**TUGAS YANG DIKERJAKAN**
**1.** Tuliskan kembali bagian teks tentang kanker payudara mulai dari "Liputan6.com, Jakarta Kementerian" sampai dengan "29 September 2025.", tanpa mengubah satu huruf pun.
**2.** Tentukan apakah setiap pernyataan berikut sesuai dengan teks tentang kanker payudara: (a) Kemenkes RI mencatat lebih dari 60 ribu kasus baru kanker payudara pada tahun 2022; (b) tingkat kematian akibat kanker payudara berada di angka 70 persen; (c) kesintasan pasien kanker payudara di Indonesia lebih tinggi daripada negara-negara Asia. Jawab ya atau tidak untuk masing-masing, lalu kutip kata-kata penentunya dari teks.

**TEKS YANG DIBERIKAN**
##########

Liputan6.com, Jakarta Kementerian Kesehatan Republik Indonesia (Kemenkes RI) mencatat lebih dari 60 ribu kasus kanker payudara baru pada tahun 2022. Hal ini menjadikannya sebagai penyakit kanker paling banyak diderita perempuan Indonesia, dengan tingkat kematian berada di angka 34 persen.
Direktur Penyakit Tidak Menular Kemenkes RI, Siti Nadia Tarmizi menyebut, tingkat kematian akibat kanker payudara bisa ditekan dengan melakukan deteksi dini.
“Angka payudara sebenarnya kalau ditemukan dari stadium dini itu bisa angka survival-nya itu mencapai lebih dari 90 persen,” katanya dalam acara Forum Jurnalis Kesehatan “Menurunkan Beban dan Angka Kematian Akibat Kanker Payudara: Strategi, Aksi Kolaborasi” pada Senin, 29 September 2025.
Sayangnya, di Indonesia, masih banyak yang kurang sadar dengan penyakit ini. Mayorita kasus kanker payudara terdeteksi saat telah memasuki stadium lanjut. Hal tersebut diungkapkan oleh Endang Lukitosari, Ketua Kerja Kanker, Kemenkes RI, di kesempatan yang sama.
“Permasalah lain yang kita juga lihat bahwa 70 persen kasus kanker datangnya sudah stadium lanjut,” katanya.
Persentase Penderita Bertahan Hidup Masih Rendah Dibandingkan Negara Lain
Kondisi tersebut menyebabkan angka bertahan hidup setelah diagnosis kanker payudara di Indonesia (kesintasan) dalam lima tahun terakhir rendah dan masih tertinggal dari negara tetangga.
“Kesintasan pasien kanker payudara di Indonesia menjadi tertinggal apabila dibandingkan dengan negara-negara Asia, negara-negara tetangga lainnya,” ungkap Endang.

##########

**DATA YANG DISEDIAKAN**
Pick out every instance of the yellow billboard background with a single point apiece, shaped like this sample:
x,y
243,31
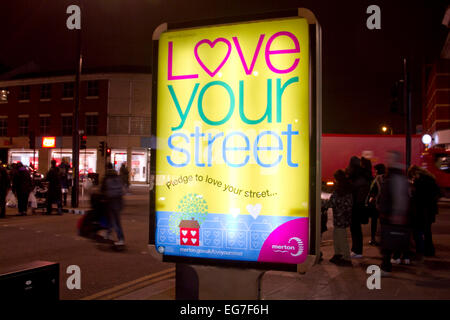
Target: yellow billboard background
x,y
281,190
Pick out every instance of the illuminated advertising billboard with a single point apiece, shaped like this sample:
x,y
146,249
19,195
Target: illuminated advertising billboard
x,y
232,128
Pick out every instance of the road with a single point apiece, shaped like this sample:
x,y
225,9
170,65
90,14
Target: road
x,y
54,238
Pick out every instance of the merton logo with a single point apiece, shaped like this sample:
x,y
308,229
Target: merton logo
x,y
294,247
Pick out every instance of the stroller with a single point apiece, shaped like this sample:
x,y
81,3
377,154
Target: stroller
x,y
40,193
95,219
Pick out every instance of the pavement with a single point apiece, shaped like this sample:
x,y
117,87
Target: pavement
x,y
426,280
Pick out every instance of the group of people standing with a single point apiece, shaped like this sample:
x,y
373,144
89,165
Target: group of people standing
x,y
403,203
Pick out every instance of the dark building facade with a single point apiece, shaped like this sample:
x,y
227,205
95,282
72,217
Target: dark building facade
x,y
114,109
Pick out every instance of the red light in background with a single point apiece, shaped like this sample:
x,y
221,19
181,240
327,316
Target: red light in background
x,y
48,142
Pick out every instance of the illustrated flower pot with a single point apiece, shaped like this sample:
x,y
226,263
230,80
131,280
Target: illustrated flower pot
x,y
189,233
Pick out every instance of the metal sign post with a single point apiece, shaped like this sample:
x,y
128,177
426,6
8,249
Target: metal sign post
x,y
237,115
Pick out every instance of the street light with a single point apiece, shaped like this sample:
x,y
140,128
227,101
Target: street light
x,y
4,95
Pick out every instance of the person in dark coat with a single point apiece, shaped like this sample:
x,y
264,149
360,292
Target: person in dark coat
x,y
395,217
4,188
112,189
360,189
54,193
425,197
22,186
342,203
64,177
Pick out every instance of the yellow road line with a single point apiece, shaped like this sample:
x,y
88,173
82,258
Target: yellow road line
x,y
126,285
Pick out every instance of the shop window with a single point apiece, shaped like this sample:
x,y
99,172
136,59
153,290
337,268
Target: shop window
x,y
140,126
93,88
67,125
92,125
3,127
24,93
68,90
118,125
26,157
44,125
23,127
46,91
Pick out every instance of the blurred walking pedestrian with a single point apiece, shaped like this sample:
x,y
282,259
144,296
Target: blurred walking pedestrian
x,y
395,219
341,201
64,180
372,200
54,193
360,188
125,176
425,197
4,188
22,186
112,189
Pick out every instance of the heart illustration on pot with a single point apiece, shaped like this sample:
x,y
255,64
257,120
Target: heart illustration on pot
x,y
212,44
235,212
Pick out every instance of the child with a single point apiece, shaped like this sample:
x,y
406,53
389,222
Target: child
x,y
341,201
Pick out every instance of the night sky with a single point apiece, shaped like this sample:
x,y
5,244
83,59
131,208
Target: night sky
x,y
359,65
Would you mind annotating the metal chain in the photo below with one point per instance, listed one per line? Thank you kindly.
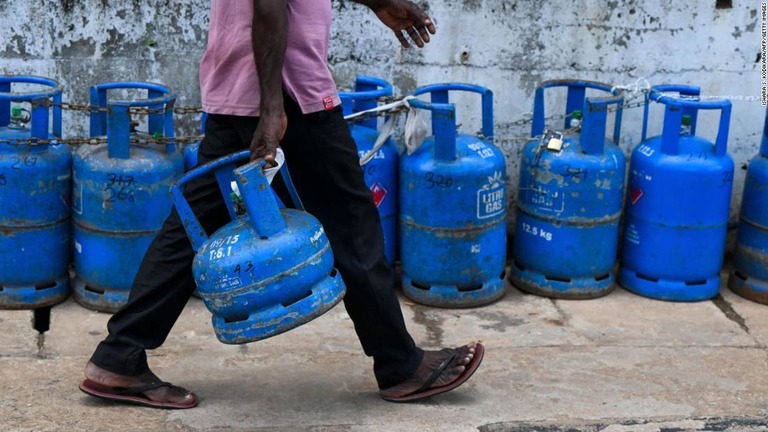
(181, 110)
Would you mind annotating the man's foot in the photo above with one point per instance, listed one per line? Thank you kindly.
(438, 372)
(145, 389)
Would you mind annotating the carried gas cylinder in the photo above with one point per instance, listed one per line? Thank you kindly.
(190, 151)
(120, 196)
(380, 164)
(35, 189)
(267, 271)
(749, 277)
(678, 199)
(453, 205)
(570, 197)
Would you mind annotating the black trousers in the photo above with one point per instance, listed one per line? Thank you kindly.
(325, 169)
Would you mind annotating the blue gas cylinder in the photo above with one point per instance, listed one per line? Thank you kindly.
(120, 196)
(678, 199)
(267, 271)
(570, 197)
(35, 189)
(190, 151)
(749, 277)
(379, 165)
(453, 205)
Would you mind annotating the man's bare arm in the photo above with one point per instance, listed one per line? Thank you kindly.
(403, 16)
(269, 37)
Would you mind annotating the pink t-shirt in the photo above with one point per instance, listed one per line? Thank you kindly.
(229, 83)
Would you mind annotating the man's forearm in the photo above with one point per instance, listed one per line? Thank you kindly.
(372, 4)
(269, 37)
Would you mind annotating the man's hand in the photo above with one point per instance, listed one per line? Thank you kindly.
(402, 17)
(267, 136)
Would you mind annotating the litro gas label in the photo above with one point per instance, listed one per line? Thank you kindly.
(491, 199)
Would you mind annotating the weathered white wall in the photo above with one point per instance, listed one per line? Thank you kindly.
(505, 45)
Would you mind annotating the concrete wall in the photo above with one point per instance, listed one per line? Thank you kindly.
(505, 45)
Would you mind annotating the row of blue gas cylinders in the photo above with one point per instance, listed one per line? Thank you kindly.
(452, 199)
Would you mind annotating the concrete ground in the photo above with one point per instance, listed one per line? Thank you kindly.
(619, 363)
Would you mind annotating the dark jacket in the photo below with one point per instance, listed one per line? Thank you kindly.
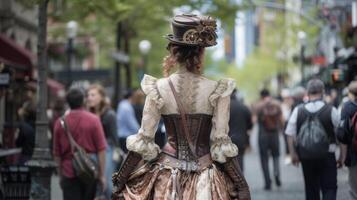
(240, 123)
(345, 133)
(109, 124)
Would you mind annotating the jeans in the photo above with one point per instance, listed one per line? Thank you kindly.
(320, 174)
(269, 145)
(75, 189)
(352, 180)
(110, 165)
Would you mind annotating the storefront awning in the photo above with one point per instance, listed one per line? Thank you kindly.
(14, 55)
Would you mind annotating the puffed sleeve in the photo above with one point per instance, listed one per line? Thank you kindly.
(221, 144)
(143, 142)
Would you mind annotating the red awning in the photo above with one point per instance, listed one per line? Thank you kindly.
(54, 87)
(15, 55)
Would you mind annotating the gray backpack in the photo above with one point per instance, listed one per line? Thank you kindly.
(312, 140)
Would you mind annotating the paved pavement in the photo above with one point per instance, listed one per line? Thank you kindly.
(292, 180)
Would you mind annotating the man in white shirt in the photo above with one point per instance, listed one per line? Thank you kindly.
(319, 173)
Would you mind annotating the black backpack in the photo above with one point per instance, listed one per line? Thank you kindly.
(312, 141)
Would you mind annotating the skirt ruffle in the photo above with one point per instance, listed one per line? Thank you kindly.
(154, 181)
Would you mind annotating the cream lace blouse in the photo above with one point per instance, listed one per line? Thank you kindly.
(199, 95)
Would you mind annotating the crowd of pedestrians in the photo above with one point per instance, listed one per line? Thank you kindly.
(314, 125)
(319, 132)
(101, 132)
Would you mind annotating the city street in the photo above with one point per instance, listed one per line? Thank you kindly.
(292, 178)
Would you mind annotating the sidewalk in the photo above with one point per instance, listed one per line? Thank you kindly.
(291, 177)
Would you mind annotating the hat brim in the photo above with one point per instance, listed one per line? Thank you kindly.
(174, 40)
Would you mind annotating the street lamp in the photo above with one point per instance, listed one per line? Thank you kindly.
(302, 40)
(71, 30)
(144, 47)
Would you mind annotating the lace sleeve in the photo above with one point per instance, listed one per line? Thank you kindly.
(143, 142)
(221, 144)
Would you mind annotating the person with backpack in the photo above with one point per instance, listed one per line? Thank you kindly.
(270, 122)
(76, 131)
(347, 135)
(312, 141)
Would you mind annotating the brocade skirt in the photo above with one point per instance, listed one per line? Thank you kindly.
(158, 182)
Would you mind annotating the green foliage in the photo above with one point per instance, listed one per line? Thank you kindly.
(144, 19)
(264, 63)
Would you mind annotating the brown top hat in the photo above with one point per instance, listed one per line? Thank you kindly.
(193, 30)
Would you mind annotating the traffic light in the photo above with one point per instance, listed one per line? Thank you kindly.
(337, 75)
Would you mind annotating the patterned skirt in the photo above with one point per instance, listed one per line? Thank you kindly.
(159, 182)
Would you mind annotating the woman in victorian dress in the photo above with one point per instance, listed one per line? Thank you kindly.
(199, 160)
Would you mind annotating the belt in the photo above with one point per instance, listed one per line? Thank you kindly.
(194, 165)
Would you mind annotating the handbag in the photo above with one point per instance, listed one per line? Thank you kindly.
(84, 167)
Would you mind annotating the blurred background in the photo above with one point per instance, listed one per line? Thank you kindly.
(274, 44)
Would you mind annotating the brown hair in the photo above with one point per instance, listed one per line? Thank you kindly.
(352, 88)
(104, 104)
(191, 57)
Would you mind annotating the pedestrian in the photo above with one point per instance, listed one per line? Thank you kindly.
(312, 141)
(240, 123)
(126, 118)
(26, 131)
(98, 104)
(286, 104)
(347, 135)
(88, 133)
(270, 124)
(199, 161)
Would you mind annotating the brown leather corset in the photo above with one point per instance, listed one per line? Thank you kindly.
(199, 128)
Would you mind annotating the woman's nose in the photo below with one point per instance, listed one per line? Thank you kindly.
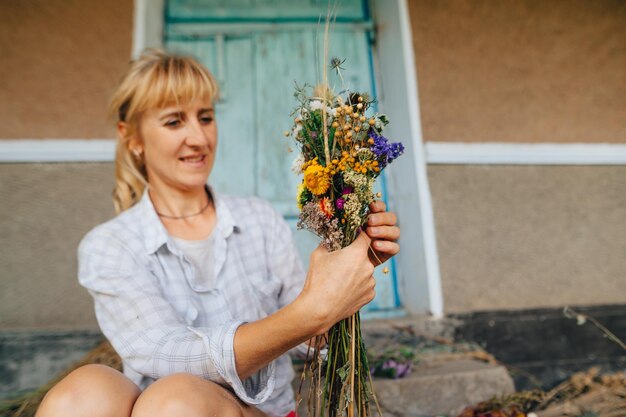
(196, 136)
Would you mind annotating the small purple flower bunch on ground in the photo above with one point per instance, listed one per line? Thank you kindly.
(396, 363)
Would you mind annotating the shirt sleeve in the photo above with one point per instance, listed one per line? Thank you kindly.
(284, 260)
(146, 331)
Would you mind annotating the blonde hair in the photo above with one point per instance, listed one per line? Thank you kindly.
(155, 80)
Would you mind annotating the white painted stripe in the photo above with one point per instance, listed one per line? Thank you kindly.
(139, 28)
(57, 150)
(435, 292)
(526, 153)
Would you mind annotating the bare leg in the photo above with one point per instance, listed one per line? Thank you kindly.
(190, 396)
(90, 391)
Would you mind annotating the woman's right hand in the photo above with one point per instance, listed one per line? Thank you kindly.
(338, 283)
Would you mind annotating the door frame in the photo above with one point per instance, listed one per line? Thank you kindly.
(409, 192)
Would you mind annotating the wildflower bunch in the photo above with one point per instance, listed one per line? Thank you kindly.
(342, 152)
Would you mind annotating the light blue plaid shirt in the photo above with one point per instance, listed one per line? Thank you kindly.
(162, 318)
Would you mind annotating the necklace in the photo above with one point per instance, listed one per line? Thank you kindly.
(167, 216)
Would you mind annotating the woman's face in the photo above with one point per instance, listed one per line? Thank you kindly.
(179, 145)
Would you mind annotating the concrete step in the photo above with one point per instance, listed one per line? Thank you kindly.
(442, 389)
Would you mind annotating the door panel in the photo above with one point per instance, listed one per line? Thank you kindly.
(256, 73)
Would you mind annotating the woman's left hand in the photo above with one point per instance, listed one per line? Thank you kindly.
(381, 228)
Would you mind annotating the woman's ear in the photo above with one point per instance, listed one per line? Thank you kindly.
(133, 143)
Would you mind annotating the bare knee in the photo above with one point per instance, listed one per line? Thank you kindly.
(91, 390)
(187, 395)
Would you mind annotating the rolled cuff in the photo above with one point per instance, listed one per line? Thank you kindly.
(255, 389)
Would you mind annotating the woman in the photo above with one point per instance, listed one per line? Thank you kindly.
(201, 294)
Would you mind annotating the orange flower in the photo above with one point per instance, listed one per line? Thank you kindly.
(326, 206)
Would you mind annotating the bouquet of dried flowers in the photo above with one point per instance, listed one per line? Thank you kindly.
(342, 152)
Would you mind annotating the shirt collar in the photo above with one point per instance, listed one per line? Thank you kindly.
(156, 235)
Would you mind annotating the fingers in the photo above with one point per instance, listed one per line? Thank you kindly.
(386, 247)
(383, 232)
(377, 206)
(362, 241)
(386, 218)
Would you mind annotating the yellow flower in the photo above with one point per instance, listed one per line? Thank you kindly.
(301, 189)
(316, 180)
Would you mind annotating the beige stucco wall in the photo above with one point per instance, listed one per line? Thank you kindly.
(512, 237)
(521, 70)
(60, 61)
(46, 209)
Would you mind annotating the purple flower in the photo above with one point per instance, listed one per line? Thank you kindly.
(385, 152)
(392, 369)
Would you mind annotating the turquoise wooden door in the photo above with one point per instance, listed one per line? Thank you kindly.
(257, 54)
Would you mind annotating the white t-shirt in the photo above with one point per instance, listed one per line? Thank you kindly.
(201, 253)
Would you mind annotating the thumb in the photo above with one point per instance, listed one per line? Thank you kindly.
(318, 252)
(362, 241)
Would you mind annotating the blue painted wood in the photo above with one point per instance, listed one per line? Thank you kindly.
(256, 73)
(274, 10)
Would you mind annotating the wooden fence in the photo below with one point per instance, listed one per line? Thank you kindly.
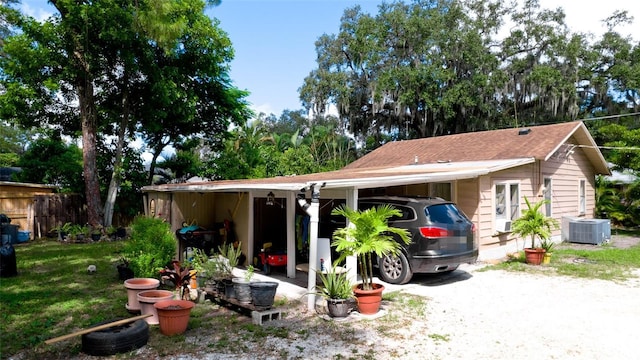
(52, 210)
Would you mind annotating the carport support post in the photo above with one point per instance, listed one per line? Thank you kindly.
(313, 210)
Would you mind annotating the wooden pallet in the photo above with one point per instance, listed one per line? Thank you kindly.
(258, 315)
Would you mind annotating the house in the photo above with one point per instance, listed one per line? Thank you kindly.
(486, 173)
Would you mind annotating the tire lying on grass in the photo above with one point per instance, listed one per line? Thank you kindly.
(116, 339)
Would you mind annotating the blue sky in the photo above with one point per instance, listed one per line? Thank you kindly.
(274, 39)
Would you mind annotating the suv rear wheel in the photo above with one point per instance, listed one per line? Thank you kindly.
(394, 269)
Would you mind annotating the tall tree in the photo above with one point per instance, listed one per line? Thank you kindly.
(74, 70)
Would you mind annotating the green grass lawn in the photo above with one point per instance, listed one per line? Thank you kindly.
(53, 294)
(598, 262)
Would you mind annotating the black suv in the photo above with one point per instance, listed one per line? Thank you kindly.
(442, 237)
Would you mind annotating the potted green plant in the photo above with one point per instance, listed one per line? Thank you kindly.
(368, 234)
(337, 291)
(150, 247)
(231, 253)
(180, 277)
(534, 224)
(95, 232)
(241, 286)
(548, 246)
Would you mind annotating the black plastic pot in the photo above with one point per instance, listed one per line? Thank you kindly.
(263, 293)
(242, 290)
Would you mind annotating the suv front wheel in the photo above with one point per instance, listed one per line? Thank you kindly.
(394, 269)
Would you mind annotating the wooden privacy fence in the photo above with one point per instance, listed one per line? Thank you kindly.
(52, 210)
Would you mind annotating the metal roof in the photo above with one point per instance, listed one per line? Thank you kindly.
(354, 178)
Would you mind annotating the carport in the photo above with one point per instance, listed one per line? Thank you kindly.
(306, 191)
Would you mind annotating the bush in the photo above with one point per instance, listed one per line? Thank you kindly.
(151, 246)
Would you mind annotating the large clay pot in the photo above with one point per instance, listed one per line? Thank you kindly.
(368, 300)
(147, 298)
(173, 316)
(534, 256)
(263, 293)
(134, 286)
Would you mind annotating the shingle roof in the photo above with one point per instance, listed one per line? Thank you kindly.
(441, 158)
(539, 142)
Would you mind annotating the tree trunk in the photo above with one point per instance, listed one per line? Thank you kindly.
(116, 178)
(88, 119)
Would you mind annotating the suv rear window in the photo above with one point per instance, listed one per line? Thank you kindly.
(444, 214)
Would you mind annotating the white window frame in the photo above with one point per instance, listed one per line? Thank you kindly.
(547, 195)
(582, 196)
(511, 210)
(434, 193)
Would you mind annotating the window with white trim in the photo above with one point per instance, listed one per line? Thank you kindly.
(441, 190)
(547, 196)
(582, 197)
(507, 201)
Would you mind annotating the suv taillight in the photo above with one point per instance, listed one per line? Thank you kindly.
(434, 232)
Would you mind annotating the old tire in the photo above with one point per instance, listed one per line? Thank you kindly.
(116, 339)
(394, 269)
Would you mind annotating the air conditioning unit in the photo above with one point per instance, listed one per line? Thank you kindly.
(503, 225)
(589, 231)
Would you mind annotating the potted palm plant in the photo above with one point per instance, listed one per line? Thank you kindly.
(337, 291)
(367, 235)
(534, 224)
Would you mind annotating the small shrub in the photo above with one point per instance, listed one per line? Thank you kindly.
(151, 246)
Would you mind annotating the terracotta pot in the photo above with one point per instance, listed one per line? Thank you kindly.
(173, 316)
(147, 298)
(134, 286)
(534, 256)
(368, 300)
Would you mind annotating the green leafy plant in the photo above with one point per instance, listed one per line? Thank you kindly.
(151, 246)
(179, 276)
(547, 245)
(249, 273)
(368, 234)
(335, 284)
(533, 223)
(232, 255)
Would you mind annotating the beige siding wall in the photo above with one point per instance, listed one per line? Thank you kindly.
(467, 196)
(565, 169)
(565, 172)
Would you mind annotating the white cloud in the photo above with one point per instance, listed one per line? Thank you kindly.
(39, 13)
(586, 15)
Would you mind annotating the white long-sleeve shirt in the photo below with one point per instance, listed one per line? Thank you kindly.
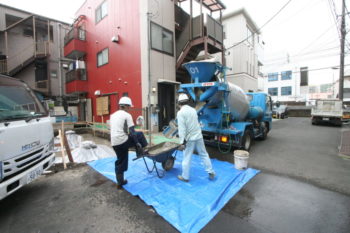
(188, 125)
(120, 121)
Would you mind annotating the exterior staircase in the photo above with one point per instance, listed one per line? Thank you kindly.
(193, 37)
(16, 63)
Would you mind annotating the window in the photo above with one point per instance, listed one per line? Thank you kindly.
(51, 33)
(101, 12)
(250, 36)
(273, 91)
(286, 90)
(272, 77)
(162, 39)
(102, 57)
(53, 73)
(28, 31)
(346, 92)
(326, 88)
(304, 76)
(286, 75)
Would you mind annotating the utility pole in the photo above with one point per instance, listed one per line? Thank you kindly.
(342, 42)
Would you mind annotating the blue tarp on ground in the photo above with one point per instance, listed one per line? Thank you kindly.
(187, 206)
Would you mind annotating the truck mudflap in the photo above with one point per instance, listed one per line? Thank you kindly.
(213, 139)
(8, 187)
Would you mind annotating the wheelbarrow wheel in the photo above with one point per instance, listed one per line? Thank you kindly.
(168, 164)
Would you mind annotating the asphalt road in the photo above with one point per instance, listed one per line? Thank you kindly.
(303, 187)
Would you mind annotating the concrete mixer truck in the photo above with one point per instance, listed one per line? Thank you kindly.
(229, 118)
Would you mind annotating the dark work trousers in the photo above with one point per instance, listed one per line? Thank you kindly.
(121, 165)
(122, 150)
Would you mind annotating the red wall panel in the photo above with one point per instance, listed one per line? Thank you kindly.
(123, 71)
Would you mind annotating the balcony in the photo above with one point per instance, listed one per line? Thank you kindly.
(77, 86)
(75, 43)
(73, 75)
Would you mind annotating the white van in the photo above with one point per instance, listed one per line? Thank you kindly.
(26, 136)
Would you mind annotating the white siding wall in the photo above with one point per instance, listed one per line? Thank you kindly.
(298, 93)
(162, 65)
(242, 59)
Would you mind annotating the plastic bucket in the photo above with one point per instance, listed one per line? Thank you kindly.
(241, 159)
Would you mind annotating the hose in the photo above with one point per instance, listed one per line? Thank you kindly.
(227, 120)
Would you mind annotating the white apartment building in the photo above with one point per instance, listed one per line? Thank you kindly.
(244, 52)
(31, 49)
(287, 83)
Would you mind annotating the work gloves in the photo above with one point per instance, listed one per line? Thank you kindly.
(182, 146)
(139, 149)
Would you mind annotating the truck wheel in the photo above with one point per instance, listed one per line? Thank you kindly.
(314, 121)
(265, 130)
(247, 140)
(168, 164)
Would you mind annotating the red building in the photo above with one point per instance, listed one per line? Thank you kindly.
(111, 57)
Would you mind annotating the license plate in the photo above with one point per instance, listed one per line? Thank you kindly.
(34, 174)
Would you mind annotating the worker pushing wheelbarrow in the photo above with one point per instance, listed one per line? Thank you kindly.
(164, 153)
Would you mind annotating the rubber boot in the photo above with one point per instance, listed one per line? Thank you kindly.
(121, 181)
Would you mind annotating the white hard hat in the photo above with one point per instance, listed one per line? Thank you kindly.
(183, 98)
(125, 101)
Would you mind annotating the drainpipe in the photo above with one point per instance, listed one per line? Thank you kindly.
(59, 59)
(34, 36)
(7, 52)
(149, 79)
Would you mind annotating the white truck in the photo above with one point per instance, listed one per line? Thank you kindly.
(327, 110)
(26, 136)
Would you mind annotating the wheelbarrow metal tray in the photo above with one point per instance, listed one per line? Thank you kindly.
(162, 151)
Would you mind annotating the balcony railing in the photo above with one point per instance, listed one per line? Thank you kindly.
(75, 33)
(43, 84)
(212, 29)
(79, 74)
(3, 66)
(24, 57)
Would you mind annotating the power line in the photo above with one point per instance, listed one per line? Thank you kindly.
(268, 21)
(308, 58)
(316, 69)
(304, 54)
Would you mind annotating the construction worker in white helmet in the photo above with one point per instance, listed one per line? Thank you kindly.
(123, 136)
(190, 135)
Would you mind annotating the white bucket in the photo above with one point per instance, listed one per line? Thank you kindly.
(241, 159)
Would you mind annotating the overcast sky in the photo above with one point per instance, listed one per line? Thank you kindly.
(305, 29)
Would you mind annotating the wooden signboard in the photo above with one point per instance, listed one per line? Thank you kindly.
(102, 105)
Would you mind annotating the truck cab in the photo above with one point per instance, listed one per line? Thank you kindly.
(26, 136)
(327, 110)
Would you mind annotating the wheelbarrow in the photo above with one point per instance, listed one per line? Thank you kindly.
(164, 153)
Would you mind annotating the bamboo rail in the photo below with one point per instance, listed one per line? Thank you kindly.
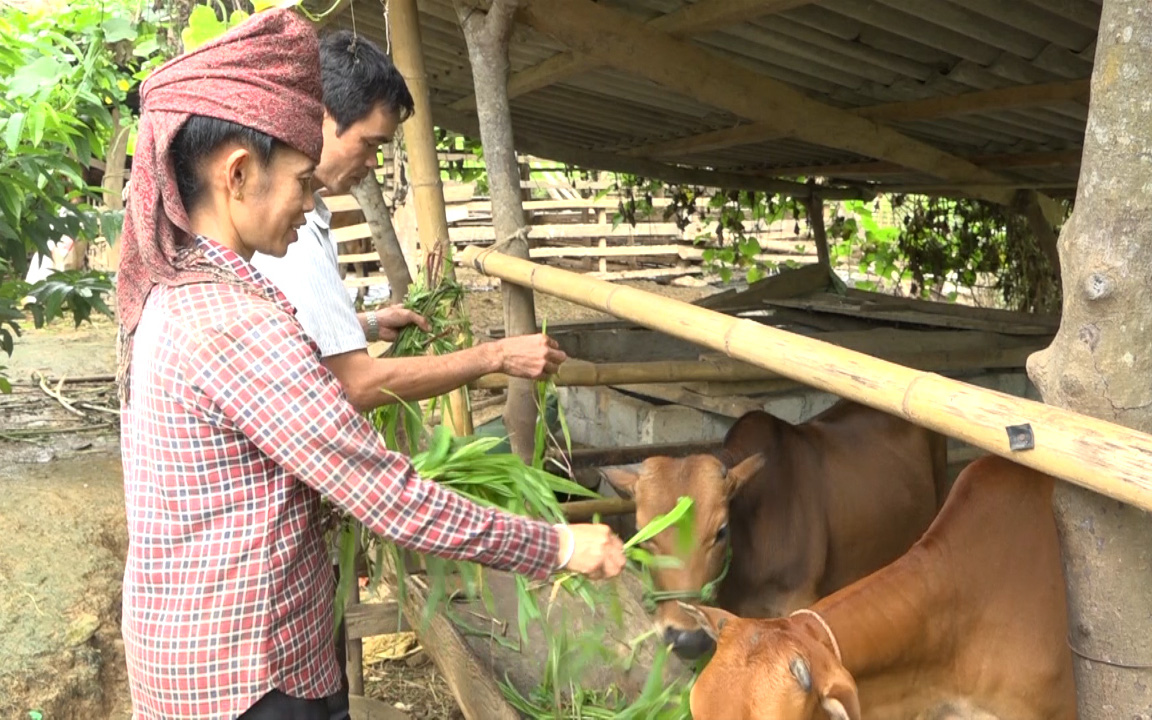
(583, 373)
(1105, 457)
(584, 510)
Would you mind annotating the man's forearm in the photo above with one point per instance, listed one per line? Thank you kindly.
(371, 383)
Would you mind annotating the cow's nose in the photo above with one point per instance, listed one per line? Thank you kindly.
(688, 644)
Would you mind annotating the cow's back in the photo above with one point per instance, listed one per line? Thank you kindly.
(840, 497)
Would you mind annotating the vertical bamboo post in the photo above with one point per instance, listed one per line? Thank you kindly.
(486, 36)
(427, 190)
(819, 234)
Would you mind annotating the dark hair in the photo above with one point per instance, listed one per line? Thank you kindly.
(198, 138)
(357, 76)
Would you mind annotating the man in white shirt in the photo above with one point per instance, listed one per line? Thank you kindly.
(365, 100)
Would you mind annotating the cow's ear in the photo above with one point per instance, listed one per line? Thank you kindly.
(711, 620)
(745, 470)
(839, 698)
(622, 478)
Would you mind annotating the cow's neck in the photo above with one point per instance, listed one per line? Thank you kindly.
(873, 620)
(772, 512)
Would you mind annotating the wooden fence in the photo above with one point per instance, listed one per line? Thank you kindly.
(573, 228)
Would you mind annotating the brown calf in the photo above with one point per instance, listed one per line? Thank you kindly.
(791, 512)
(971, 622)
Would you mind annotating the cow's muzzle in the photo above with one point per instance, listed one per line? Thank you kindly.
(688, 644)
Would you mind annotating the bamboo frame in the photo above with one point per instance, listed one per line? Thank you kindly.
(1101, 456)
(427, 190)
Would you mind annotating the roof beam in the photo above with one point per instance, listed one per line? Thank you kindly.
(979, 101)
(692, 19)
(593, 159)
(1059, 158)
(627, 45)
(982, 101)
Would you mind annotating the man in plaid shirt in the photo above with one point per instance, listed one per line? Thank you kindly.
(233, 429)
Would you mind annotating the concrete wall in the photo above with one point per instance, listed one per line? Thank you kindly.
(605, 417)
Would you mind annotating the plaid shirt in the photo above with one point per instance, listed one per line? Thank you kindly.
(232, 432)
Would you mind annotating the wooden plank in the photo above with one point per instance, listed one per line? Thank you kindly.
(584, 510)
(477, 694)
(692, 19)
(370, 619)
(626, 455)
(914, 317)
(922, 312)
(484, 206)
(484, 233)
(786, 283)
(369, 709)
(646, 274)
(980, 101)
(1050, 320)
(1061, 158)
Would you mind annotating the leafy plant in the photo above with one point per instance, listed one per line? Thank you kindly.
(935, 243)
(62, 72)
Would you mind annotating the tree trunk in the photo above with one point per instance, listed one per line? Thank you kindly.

##########

**JAWABAN PER BUTIR**
**1.**
Liputan6.com, Jakarta Kementerian Kesehatan Republik Indonesia (Kemenkes RI) mencatat lebih dari 60 ribu kasus kanker payudara baru pada tahun 2022. Hal ini menjadikannya sebagai penyakit kanker paling banyak diderita perempuan Indonesia, dengan tingkat kematian berada di angka 34 persen.
Direktur Penyakit Tidak Menular Kemenkes RI, Siti Nadia Tarmizi menyebut, tingkat kematian akibat kanker payudara bisa ditekan dengan melakukan deteksi dini.
“Angka payudara sebenarnya kalau ditemukan dari stadium dini itu bisa angka survival-nya itu mencapai lebih dari 90 persen,” katanya dalam acara Forum Jurnalis Kesehatan “Menurunkan Beban dan Angka Kematian Akibat Kanker Payudara: Strategi, Aksi Kolaborasi” pada Senin, 29 September 2025.

**2.**
(a) Ya: "mencatat lebih dari 60 ribu kasus kanker payudara baru pada tahun 2022"
(b) Tidak: "dengan tingkat kematian berada di angka 34 persen"
(c) Tidak: "Kesintasan pasien kanker payudara di Indonesia menjadi tertinggal apabila dibandingkan dengan negara-negara Asia"